Paradise Poisoned is a lengthy book – more than 600 pages of text, plus voluminous notes and bibliographic references. However, it has the virtue of summarizing my principal findings in 10 brief propositions, which I call imperatives for preventing deadly conflict and terrorism. You should have received copies of the book’s concluding chapter in which they are given. I have chosen to highlight three imperatives in this evening’s brief “elevator talk.”
[1] First imperative: meeting the needs and aspirations of fighting age young men should be the number one priority of national government policies and of programs funded by international donors. This is the most important imperative all, and especially, I believe an imperative for USACOR and the Club of Rome. There is one circumstance fighting age young men share with many other cohorts in societies of the Global South; they seek opportunities to better their circumstances but do not find them. They tend to be preponderantly disadvantaged. In a second circumstance, however, they differ from many others. They are more willing to take risks and make sacrifices, including risking and even giving up their lives in the hope of effecting change. The young suicide bomber who killed my colleague, civil rights lawyer Neelan Tiruchelvam and the assassin who shot and killed an esteemed mentor, Sri Lankan Foreign Minister Lakshman Kadigamar, as he was taking an evening swim at his home, fall into this category. That a significant segment of society with the greatest power to disrupt should perceive themselves to be among those greatly and unfairly disadvantaged, [viewed] in terms of opportunities for advancement, seems paradoxical.
[5] Fifth Imperative: Development policies that meet human beings common aspirations – to feel good about their lives, the circumstances in which they live and future prospects for themselves and their children, will contribute most effectively to keeping violent conflict and terrorism within acceptable bounds.
This seems like a common-sense imperative. However, sadly, far too many performance measures used to design and evaluate development policies have been chosen for reasons other than the intrinsic merits of the world view they are alleged to promote. Imposition from above of development policies framed by those performance measures is likely to evoke feelings of hostility and alienation. Performance measures dictated by what has become known as “The Washington Consensus” provide an example of this, as an excellent recent book by our Club of Rome Colleague, Chandran Nair points out. His views are shared by many.

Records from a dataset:
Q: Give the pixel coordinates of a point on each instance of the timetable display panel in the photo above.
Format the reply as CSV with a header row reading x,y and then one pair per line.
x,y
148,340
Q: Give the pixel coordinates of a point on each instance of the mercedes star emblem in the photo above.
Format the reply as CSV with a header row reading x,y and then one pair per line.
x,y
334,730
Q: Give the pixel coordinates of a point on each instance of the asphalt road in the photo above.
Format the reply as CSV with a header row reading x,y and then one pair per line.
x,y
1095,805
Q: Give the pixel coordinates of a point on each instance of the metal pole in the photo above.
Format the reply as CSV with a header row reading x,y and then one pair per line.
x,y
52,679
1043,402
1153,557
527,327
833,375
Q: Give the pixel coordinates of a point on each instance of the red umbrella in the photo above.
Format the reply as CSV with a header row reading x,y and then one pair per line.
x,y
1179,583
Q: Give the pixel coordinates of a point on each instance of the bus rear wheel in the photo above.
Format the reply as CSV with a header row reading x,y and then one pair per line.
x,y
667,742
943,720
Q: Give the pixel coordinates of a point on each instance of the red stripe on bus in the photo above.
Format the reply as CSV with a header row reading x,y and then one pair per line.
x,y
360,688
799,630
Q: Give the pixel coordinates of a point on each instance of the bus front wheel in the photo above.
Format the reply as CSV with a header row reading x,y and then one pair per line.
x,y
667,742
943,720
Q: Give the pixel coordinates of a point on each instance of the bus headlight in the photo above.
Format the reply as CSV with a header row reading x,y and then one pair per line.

Problems and tasks:
1. Return the portion of the Paradise Poisoned talk between "This seems like" and "shared by many.", inclusive, copied word for word.
2. Resume the talk on Paradise Poisoned and its imperatives for preventing deadly conflict and terrorism, picking up right after its last sentence.

Expected results:
1.
This seems like a common-sense imperative. However, sadly, far too many performance measures used to design and evaluate development policies have been chosen for reasons other than the intrinsic merits of the world view they are alleged to promote. Imposition from above of development policies framed by those performance measures is likely to evoke feelings of hostility and alienation. Performance measures dictated by what has become known as “The Washington Consensus” provide an example of this, as an excellent recent book by our Club of Rome Colleague, Chandran Nair points out. His views are shared by many.

2.
[10] 10th Imperative. There must be realistic, rigorous, opportunity costs analyses of military options, versus equivalent expenditures for non-military options, before proceeding down the slippery slope of “military solutions” to complex development problems.
In June 2002, an Associated Press news article assessed opportunity costs for the Iraq invasion and occupation, based solely on funds appropriated, so far, by the U.S. government, $119.4 billion at that time. This sum, the article reported, would provide 748,495 four year scholarships to Harvard University and 2,806,506 scholarships to an average U.S. state university. It would provide each resident of Iraq with $4,776, a sum roughly equivalent to eight times Iraq’s per-capita income in 2003
Paradise Poisoned concludes with the following:
“Given what we know about linkages between deadly conflict, terrorism,and development, were there ways of expending $300 billion or more, prior to September 11, that could have prevented the formation of a strong resilient al Qa’eda; that could have prevented the World Trade Centre Bombings; that could have forestalled the need to invade Afghanistan and Iraq? Sri Lanka’s civil wars could have taught us that the answer was yes.”